[Data extracted from a collection]

— start —

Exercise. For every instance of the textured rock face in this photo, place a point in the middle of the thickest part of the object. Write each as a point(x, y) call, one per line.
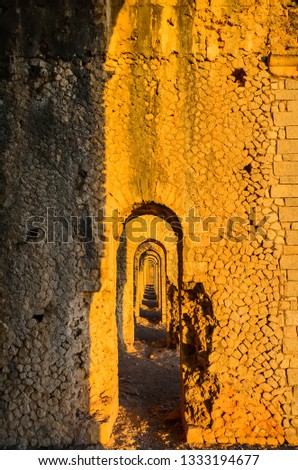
point(163, 109)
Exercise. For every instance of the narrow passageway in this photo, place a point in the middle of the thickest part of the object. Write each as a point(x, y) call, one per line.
point(150, 307)
point(149, 377)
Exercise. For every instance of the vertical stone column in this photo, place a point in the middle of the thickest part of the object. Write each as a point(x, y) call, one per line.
point(286, 193)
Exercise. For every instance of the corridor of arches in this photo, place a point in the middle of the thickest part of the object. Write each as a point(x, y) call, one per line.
point(148, 328)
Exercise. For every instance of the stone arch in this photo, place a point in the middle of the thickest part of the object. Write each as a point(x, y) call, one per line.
point(125, 265)
point(160, 252)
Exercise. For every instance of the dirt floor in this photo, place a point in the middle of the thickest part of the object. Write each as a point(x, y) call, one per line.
point(149, 379)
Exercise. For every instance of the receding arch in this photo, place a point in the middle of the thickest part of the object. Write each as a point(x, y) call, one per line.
point(156, 247)
point(125, 264)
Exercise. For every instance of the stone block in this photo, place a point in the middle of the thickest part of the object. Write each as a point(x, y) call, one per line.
point(292, 132)
point(292, 237)
point(291, 289)
point(288, 214)
point(291, 84)
point(284, 190)
point(287, 146)
point(293, 275)
point(285, 119)
point(290, 345)
point(289, 179)
point(286, 168)
point(287, 95)
point(291, 250)
point(293, 376)
point(291, 201)
point(291, 317)
point(292, 106)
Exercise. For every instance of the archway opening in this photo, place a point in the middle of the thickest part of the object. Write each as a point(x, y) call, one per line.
point(149, 271)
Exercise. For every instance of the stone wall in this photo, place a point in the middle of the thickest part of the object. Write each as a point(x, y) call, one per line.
point(164, 109)
point(53, 179)
point(285, 193)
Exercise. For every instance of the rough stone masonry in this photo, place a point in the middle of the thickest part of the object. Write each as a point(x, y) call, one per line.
point(178, 110)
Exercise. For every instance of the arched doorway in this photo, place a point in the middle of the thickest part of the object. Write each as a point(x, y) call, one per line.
point(148, 265)
point(152, 223)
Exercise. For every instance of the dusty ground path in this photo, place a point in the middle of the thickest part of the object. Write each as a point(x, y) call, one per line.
point(149, 394)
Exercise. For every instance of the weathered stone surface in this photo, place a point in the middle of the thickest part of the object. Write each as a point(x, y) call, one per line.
point(176, 119)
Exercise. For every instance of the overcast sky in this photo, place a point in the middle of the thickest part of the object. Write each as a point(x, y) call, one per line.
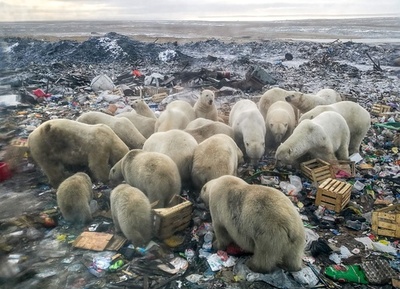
point(28, 10)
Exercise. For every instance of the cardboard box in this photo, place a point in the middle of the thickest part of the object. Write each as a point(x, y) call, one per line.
point(317, 170)
point(386, 221)
point(168, 221)
point(333, 194)
point(379, 109)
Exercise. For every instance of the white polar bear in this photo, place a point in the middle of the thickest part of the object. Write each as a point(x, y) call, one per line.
point(214, 157)
point(327, 137)
point(198, 122)
point(280, 122)
point(205, 106)
point(205, 131)
point(176, 144)
point(358, 120)
point(273, 95)
point(142, 108)
point(305, 102)
point(73, 198)
point(143, 123)
point(259, 219)
point(131, 214)
point(155, 174)
point(177, 115)
point(122, 127)
point(249, 129)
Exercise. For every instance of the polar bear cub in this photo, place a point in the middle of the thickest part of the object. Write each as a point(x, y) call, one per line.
point(131, 214)
point(357, 118)
point(205, 106)
point(73, 198)
point(260, 219)
point(155, 174)
point(249, 129)
point(326, 136)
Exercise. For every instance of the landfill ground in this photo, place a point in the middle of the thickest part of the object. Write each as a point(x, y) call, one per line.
point(41, 80)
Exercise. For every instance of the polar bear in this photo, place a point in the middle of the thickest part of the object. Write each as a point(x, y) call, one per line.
point(326, 136)
point(249, 129)
point(259, 219)
point(142, 108)
point(155, 174)
point(205, 106)
point(273, 95)
point(214, 157)
point(145, 125)
point(131, 214)
point(126, 131)
point(205, 131)
point(198, 122)
point(62, 147)
point(177, 114)
point(305, 102)
point(357, 118)
point(176, 144)
point(280, 122)
point(73, 198)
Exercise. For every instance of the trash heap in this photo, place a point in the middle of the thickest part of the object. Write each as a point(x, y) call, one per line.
point(351, 209)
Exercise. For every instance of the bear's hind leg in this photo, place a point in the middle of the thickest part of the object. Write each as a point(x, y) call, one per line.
point(222, 238)
point(292, 261)
point(264, 260)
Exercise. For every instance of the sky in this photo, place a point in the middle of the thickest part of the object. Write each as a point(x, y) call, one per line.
point(52, 10)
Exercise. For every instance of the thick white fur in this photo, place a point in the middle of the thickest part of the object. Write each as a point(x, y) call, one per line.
point(327, 137)
point(259, 219)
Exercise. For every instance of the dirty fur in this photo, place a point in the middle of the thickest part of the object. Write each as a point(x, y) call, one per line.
point(142, 108)
point(61, 146)
point(144, 124)
point(249, 129)
point(214, 157)
point(259, 219)
point(73, 198)
point(357, 118)
point(131, 214)
point(126, 131)
point(176, 144)
point(155, 174)
point(205, 105)
point(327, 137)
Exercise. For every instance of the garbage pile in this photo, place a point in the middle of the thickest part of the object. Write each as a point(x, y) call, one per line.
point(351, 242)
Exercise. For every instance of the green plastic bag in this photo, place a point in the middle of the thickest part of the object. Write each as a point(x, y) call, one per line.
point(346, 273)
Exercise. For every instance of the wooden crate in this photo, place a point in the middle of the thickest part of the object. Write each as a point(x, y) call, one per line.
point(333, 194)
point(317, 170)
point(379, 109)
point(347, 166)
point(168, 221)
point(386, 221)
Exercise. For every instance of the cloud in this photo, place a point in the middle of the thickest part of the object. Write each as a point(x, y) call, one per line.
point(25, 10)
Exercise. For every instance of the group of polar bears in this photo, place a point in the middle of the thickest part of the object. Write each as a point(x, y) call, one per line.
point(147, 159)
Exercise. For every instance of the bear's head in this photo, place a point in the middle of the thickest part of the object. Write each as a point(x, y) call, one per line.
point(207, 96)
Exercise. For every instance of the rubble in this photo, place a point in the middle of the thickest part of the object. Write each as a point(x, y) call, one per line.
point(43, 80)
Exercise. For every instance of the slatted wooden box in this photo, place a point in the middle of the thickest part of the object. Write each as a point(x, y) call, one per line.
point(168, 221)
point(333, 194)
point(317, 170)
point(348, 167)
point(379, 109)
point(386, 221)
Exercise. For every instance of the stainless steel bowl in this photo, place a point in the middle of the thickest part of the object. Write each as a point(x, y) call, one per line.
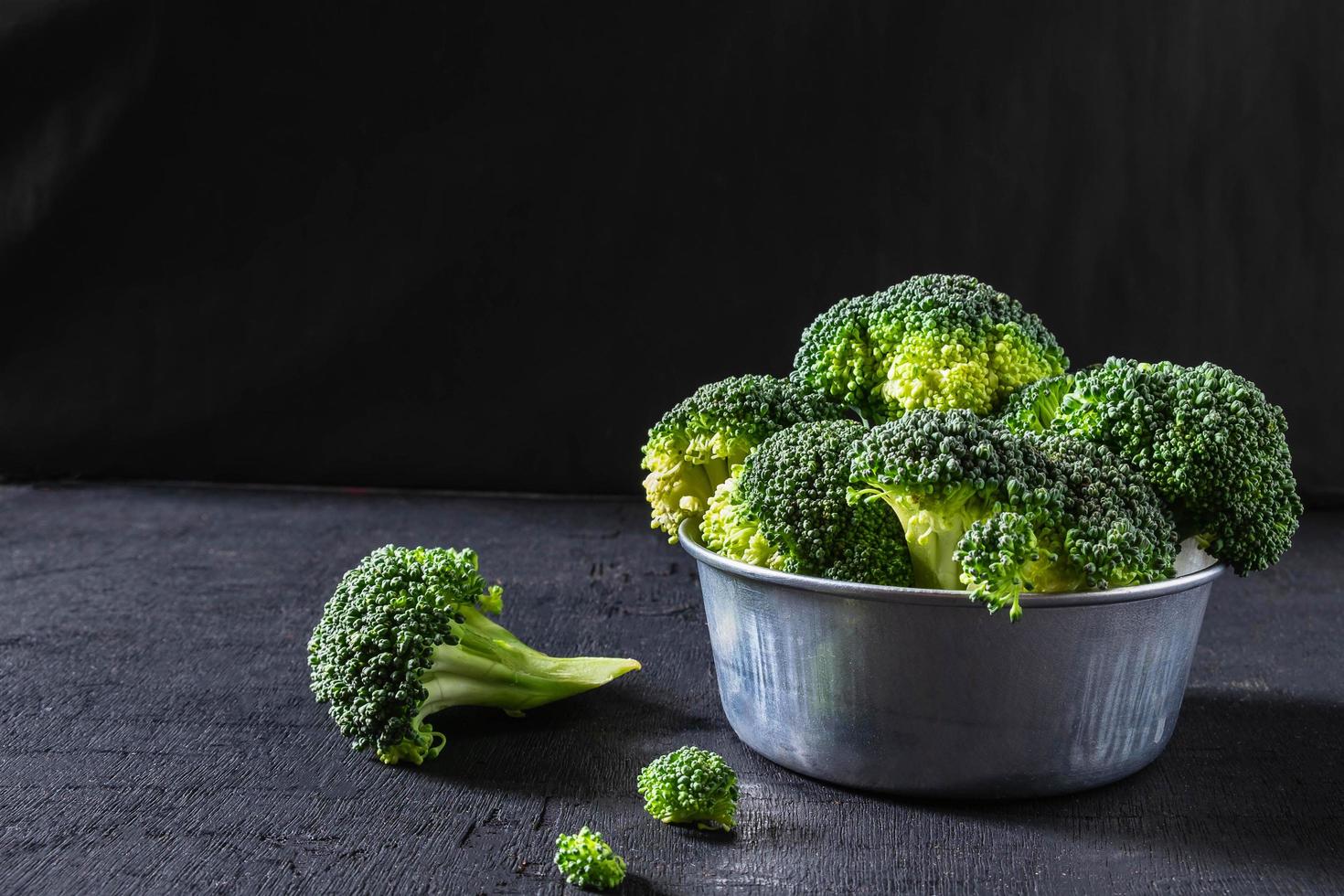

— end —

• [What you need to do]: Please copy the data above word for word, from the start through the line that contains "point(292, 106)", and leave the pictures out.

• [The completed task]:
Exercise. For every instance of the textured rock face in this photo, place a point in the middle of the thickest part of the object. Write each as a point(x, y) call, one per line.
point(163, 109)
Exercise. For every instance of the narrow passageway in this photo, place a point in the middle of the thickest part of the object. Write each as a point(x, y) call, one per line.
point(150, 307)
point(149, 377)
Exercise. For every instance of the vertical stone column in this photo, place a point in the middle of the thickest part of the object. Write each as a point(x, y) call, one per line.
point(286, 193)
Exercise. For every instance of the corridor of arches in this photo, place a point in the middle of the thickest part of the object. Write each as a point(x, y) call, one per line.
point(148, 328)
Exercise. For every instance of the stone arch in this photo, place a point in the middle of the thickest part of the object. Write each as a point(x, y) call, one per line.
point(125, 265)
point(160, 252)
Exercise. For every instance of the dirt floor in this photo, place a point in the middle of the thickest part of the object. Write each as a point(x, y) call, one per line.
point(149, 379)
Exercise. For every instance of the receding arch in this photo, place a point in the middle of the thickest part of the object. Write each as a point(x, y) call, one per line.
point(156, 247)
point(125, 264)
Exercise. For every instance of the stone block in this photo, place a point in the middle of the thickest part of the object. Write each as a point(x, y) call, one per line.
point(292, 132)
point(292, 237)
point(291, 289)
point(288, 214)
point(291, 84)
point(284, 190)
point(287, 146)
point(293, 275)
point(285, 119)
point(290, 345)
point(289, 179)
point(286, 168)
point(287, 95)
point(291, 250)
point(293, 376)
point(291, 201)
point(291, 317)
point(292, 106)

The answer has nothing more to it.